**Document text**
_____

Moreover, the companies where these practices allegedly occurred are major suppliers of meat for the nation's school lunch programs, including in Maryland, according to a company official and federal documents.

The footage was taken by an undercover investigator for an animal welfare group, who wore a customized video camera under his clothes while working at the facility last year. It is evidence that anti-cruelty and food safety rules are inadequate, and that Agriculture Department inspection and enforcement need to be enhanced, said officials with the Humane Society of the United States, which coordinated the project.

"These were not rogue employees secretly doing these things," the investigator said in a telephone interview on the condition of anonymity because he hopes to infiltrate other slaughterhouses. "This is the pen manager and his assistant doing this right in the open."

_____

**Data provided**
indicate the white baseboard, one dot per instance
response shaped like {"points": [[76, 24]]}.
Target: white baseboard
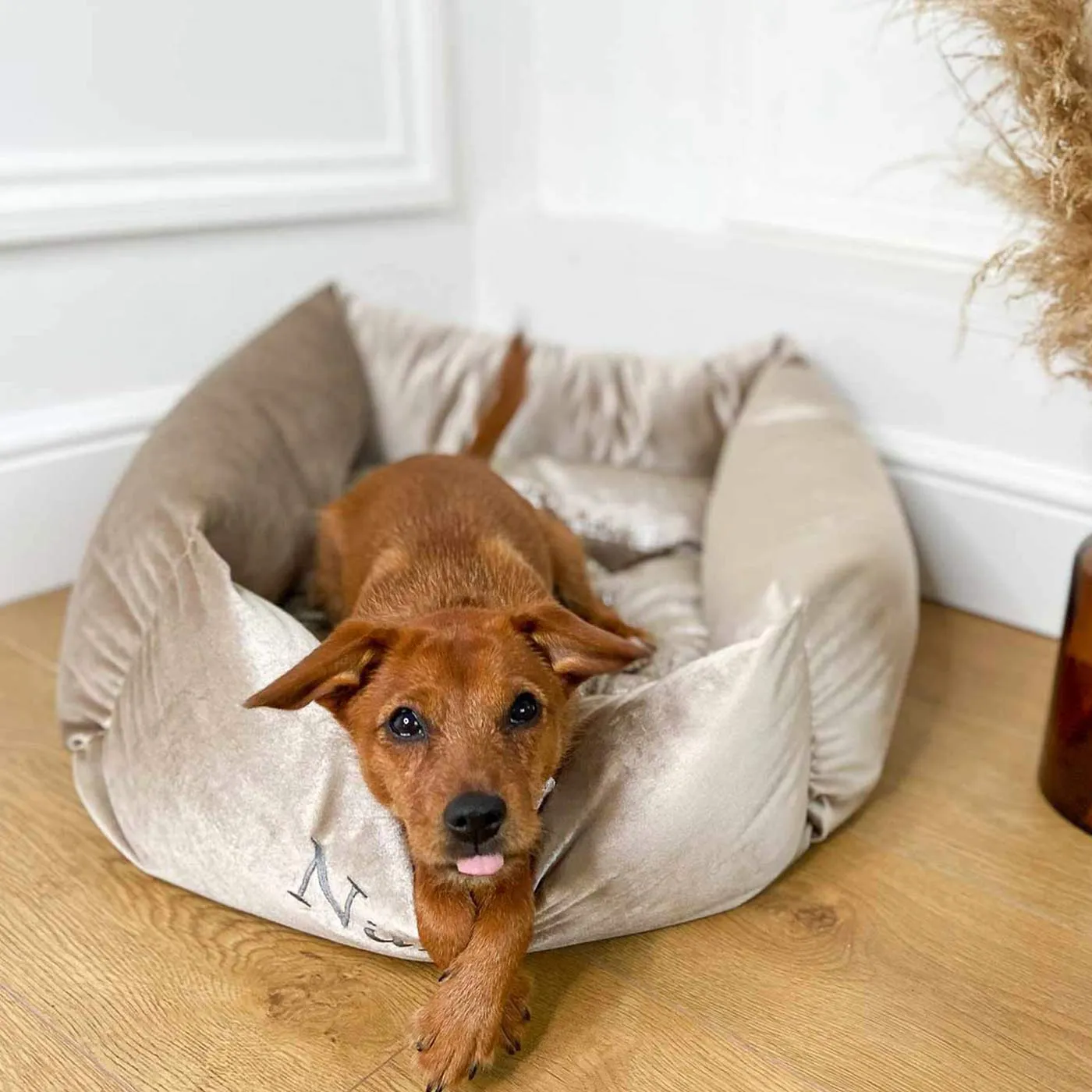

_____

**Set problem 1**
According to the passage about the undercover slaughterhouse footage, which organization coordinated the project?
**Set problem 2**
Continue the passage about the undercover slaughterhouse footage from where it stops.

**Exercise response 1**
The Humane Society of the United States coordinated the project.

**Exercise response 2**
The investigator and Wayne Pacelle, president of the Humane Society, said the footage was taken at Hallmark Meat Packing in Chino, Calif. Hallmark sells meat for processing to Westland Meat Co. in Chino, according to Westland President Steve Mendell, who is also Hallmark's operations manager.

Over the past five years, Westland has sold about 100 million pounds of frozen beef, valued at $146 million, to the Agriculture Department's commodities program, which supplies food for school lunches and programs for the needy, according to federal documents.

In the 2004-05 school year, the Agriculture Department honored Westland with its Supplier of the Year award for the National School Lunch Program.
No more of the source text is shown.